(Collected data entries)
◆ ◆ ◆ ◆

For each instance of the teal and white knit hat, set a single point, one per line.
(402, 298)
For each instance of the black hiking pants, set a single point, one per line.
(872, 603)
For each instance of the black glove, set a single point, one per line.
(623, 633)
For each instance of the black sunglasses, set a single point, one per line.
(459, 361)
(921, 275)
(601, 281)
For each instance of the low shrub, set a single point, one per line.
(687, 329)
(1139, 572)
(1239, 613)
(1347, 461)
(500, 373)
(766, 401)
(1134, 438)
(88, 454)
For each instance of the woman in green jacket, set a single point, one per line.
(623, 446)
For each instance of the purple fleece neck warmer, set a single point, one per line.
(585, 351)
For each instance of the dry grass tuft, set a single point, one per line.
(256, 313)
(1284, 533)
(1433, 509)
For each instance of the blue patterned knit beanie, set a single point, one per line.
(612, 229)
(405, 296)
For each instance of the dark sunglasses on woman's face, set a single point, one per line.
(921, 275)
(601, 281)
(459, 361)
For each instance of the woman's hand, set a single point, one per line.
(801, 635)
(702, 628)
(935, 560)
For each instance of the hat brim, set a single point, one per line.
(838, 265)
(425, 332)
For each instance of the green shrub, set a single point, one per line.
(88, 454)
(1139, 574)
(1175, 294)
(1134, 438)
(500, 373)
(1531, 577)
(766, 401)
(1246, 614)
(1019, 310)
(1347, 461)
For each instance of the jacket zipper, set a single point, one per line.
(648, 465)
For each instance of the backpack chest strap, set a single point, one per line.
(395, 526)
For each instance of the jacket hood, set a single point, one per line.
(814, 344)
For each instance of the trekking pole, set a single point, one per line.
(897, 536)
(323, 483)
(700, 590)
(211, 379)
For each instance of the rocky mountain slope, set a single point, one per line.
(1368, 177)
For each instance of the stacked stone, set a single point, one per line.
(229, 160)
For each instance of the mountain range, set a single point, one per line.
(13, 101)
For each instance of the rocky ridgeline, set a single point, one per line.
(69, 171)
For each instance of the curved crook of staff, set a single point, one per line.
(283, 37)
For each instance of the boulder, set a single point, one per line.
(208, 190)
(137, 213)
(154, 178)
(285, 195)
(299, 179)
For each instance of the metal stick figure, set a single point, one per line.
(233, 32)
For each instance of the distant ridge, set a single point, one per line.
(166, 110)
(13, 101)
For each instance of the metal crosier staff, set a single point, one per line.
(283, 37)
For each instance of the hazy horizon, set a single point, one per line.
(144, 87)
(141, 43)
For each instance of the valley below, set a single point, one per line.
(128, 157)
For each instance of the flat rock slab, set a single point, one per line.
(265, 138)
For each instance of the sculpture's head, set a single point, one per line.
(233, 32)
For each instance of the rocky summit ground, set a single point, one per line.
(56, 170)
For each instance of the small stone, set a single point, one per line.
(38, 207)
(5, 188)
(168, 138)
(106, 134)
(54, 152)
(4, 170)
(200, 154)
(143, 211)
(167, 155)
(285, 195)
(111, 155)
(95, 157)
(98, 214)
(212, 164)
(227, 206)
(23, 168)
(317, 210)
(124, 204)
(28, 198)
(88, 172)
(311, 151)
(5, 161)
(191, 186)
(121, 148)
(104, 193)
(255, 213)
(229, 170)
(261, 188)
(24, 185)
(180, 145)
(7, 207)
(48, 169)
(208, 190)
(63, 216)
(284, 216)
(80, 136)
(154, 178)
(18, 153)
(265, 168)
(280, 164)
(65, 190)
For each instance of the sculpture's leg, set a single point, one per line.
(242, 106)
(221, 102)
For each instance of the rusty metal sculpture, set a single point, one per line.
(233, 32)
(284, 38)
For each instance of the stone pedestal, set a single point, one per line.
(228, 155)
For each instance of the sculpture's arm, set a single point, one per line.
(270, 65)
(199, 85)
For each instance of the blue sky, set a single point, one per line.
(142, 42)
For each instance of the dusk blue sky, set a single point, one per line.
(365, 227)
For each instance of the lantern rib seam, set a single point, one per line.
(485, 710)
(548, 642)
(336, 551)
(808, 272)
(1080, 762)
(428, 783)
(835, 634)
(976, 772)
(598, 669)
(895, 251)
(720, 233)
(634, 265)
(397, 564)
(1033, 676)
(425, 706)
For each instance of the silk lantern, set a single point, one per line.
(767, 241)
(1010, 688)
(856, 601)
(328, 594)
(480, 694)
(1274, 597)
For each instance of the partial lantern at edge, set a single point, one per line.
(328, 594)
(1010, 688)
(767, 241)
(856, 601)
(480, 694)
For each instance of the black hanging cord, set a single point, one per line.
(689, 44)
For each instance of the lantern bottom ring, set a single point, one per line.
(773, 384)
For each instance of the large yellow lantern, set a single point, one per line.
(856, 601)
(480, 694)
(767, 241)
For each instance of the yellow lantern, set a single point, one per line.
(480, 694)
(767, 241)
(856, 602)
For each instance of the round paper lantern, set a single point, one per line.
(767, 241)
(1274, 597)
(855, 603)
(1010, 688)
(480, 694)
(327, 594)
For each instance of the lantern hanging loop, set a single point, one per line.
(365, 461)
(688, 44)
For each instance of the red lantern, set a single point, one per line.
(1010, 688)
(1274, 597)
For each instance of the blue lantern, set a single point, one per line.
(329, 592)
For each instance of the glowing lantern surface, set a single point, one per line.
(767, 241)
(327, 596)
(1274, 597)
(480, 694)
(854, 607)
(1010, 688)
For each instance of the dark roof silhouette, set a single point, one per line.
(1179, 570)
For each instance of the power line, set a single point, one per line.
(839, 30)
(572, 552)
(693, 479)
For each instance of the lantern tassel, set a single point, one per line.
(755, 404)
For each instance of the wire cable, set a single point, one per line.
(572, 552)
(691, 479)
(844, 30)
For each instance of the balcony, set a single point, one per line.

◆ ◆ ◆ ◆

> _Exercise objective_
Rewrite all of the records above, replacing "set a single point" with "mark one point" everywhere it occurs and leaving everything else unchanged.

> _Task result_
For each instance of the teal and white knit hat, mark one point, one per line.
(402, 298)
For each instance of the black hiking pants, mark one point, one per line.
(872, 603)
For each instance of the black glove, mark one point, one per line.
(623, 633)
For each instance of the black sunglasses, mark one point, one per line.
(459, 361)
(921, 275)
(601, 281)
For each instance of the low shrub, mark one point, one per line.
(687, 329)
(1139, 572)
(1239, 613)
(1347, 461)
(500, 373)
(766, 401)
(1134, 438)
(88, 454)
For each instance of the woman in green jacket, mark one point, one per line.
(623, 446)
For each instance of the purple fleece neck warmer, mark one point, one per line.
(585, 351)
For each instance of the dry grass tuft, mark one point, one per line.
(256, 313)
(1284, 533)
(1433, 509)
For each instance of the blue patterned knit beanie, mark one point, one per line.
(612, 229)
(405, 296)
For each instance of the dark sunglasses on woman's face, mark one point, one per line.
(921, 275)
(601, 281)
(459, 361)
For each instance of the woman's hand, mark one point, one per line.
(801, 635)
(702, 628)
(935, 560)
For each instance of the hat brim, mark one point, one per line.
(838, 265)
(425, 332)
For each instance of the green shrub, mark one point, one per line.
(88, 454)
(1139, 574)
(1175, 294)
(1134, 438)
(500, 373)
(1531, 577)
(766, 401)
(1246, 614)
(1019, 310)
(1347, 461)
For each instance of the jacket zipper, mark one point, one per line.
(648, 465)
For each instance of the backpack chest strap, mark one point, one per line.
(395, 526)
For each instance of the jacket hood, mark one point, one per line.
(814, 344)
For each instance of the trekking pole, mark one point, one per line.
(897, 536)
(323, 483)
(700, 590)
(211, 379)
For each instance of the rocky mountain slope, mark one point, one per line.
(1368, 177)
For each instance of the stacked stone, mark one point, one per line.
(229, 160)
For each instance of the mountain range, mark one point, one per line.
(13, 101)
For each instance of the rocky ridgeline, mark one point, one per line.
(69, 171)
For each instance of the curved crook of staff, mark one point, one per line.
(283, 37)
For each instance of the boulder, mark one point, one per line.
(208, 190)
(137, 213)
(154, 178)
(285, 195)
(299, 179)
For each instance of the metal stick figure, mark one point, one per line.
(233, 32)
For each instance of the distant ridge, mark one point, one per line.
(166, 110)
(13, 101)
For each instance of the metal crosier staff, mark one point, one per line.
(283, 37)
For each instance of the hazy horizon, mark one point, one per line.
(144, 87)
(141, 43)
For each instance of the valley below, mark one point, one per line.
(128, 157)
For each instance of the flat rock slab, mark one point, one per line.
(265, 138)
For each instance of the sculpture's head, mark one point, one per line.
(233, 32)
For each instance of the rocky summit ground, mark one point, one per line.
(56, 170)
For each instance of the small stone, mark one point, one per line.
(38, 207)
(5, 188)
(168, 138)
(106, 134)
(54, 152)
(4, 170)
(200, 154)
(143, 211)
(167, 155)
(285, 195)
(111, 155)
(95, 157)
(98, 214)
(212, 164)
(227, 206)
(23, 168)
(317, 210)
(124, 204)
(28, 198)
(88, 172)
(311, 151)
(5, 161)
(191, 186)
(121, 148)
(104, 193)
(255, 213)
(229, 170)
(261, 188)
(24, 185)
(180, 145)
(7, 207)
(48, 169)
(208, 190)
(63, 216)
(284, 216)
(80, 136)
(154, 178)
(18, 153)
(265, 168)
(280, 164)
(65, 190)
For each instance of the sculpture's leg, mark one point, one per line.
(242, 106)
(221, 102)
For each instance of the rusty metal sculpture, mark one point, one per line.
(233, 32)
(284, 38)
For each instance of the stone pedestal, mark one point, one per line.
(228, 155)
For each instance of the sculpture's arm, mark one point, one per line.
(270, 65)
(199, 85)
For each instance of the blue sky, mark one point, one per line.
(142, 42)
For each instance of the dusk blue sky, mark one point, one per line.
(365, 227)
For each instance of the lantern rib seam, mark one point, one per line.
(485, 710)
(548, 642)
(336, 551)
(808, 272)
(1080, 762)
(428, 783)
(835, 634)
(976, 772)
(598, 669)
(895, 251)
(720, 233)
(634, 265)
(397, 564)
(1033, 676)
(425, 706)
For each instance of the silk lantern, mark one point, one per line.
(767, 241)
(1010, 688)
(856, 601)
(328, 594)
(480, 694)
(1274, 597)
For each instance of the partial lantern at edge, mark one point, one per line.
(328, 594)
(1010, 688)
(767, 241)
(856, 601)
(480, 694)
For each instance of the black hanging cord, mark one point, one per line.
(689, 44)
For each instance of the lantern bottom ring, mark one point, one per line.
(773, 384)
For each instance of the large yellow lantern, mark one point, one per line.
(856, 601)
(480, 694)
(767, 241)
For each instance of the yellow lantern, mark one point, one per line.
(480, 694)
(767, 241)
(856, 602)
For each instance of the round paper lantern, mark one point, one per line.
(767, 241)
(1274, 597)
(855, 603)
(1010, 688)
(480, 694)
(327, 594)
For each instance of the lantern hanging loop, mark one point, one per line.
(365, 461)
(688, 44)
For each instance of the red lantern, mark one point, one per line.
(1010, 688)
(1274, 597)
For each instance of the blue lantern, mark one point, one per line.
(329, 592)
For each instance of the glowing lantern surface, mark one point, one per line.
(767, 241)
(327, 596)
(1274, 597)
(480, 694)
(854, 607)
(1010, 688)
For each instance of the dark roof silhouette, mark one point, one per line.
(1179, 570)
For each instance of the power line, mark one point, one per line.
(839, 30)
(572, 552)
(693, 479)
For each instance of the lantern tassel, mark one point, one per line.
(755, 404)
For each instance of the wire cable, mark one point, one per line.
(572, 552)
(691, 479)
(844, 30)
For each instance of the balcony, mark one point, one per line.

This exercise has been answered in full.